Фрагмент текста:
• • •
— Почему революция вдруг стала популярной?
— У нас еще нет такого, чтобы население России считало, что революция — правильное дело. Но процесс пошел: все большее количество людей начинает думать, будто революция — это волне реальный сценарий. Это уже не единичные случаи, а очень значительная часть населения. Мы получили очень серьезный сигнал, и настораживает, что поворот в сознании происходит очень быстро. Еще полгода назад люди тему революции не обсуждали, встречались только единичные высказывания. Тогда революции боялись, а сейчас спокойно рассуждают о ней как об одном из возможных направлений развития событий. Эти подвижки в общественном сознании еще не завершились, но можно не сомневаться, что состояние умов уже сильно отличается от того, что было всего полгода назад. Иначе не стали бы публиковать результаты новых исследований. В марте 2011 года наше исследование по той же методике предсказало волну массовых протестов, которая действительно началась после декабрьских выборов. Поэтому игнорировать или недооценивать новые социологические сигналы очень опасно. Никогда не бывает дыма без огня. Слишком много людей в самых разных местах, включая деревни, говорят одно и то же. Когда что-то сильно меняется, люди в нашей стране от Москвы до Владивостока часто воспринимают эти изменения одинаково.
— И когда же эта революция грянет?
— Мы не делаем вывод, что люди готовы совершать революцию. Скорее наоборот, их готовность к активному выражению своих настроений ослабевает. Просто они начинают воспринимать обновление власти через протесты как более правдоподобный вариант, чем ее обновление через выборы. Или — чем самообновление, как это произошло в 1999 году, когда Ельцин назначил преемника. В такую схему сейчас почти никто не верит. Выборы стали восприниматься как какой-то ритуал, а не как способ материализовать свои запросы по отношению к власти. Уже после единого дня голосования ФОМ провел опрос в регионах, где они проходили. На вопрос «Надеялись ли вы, что участие в голосовании сможет что-то изменить?» 61% ответили, что не надеялись. И даже из тех, кто пришел на участки (а явка была низкой), половина не верила, что на что-то повлияет. Выборы нелегитимны в глазах россиян, а раз так — более легитимной становится революция. Это сообщающиеся сосуды.
• • •
Исходные материалы:
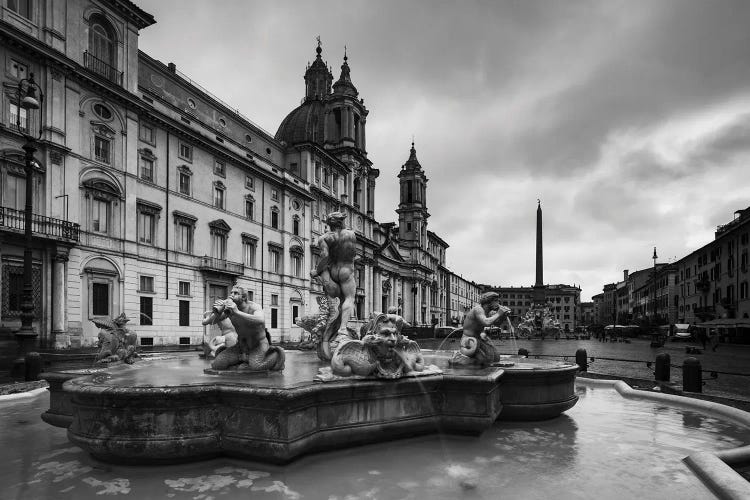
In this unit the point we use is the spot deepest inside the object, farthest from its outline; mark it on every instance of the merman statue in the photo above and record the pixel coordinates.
• • •
Над чем работать:
1. Ответьте на вопросы по интервью о революции:
(a) Когда проводилось исследование, предсказавшее волну массовых протестов?
(b) Сколько процентов опрошенных ФОМ ответили, что не надеялись что-то изменить участием в голосовании?
(c) В каком году власть обновилась сама через назначение преемника?
2. Продолжите интервью о революции, начав сразу после его последней фразы.

Решённые задания:
1.
(a) В марте 2011 года.
(b) 61%.
(c) В 1999 году.

2.
Но все это накладывается на то, что люди совершенно не готовы участвовать в каких-то активных действиях по изменению ситуации. В том числе — в протесте. У общества по отношению к власти и любым политическим действиям формируется почти клиническое состояние депрессии. Наиболее подавлено русское население страны, оно не готово действовать. То есть революция пока в умах, а не на улице.
Дагестанская психология
— Русские не готовы, а какие национальности готовы действовать?
— Мы обследовали представителей дагестанской общины в Москве — из числа тех, кто поддерживает тесные связи с родственниками и друзьями в Дагестане. Выяснилось, что среди них нет такого распространения депрессии, как у русских. В российской глубинке — пассивность и подавленность, а в кавказской — отношение к властям, как и у русских, не очень хорошее, но есть уверенность, что повлиять на власть можно. Кавказцы смотрят на все свои проблемы с активных позиций: мы сами себе хозяева и вправе как-то действовать по отношению к власти. Другое дело, что эти действия имеют традиционный колорит, характерный для кланового общества.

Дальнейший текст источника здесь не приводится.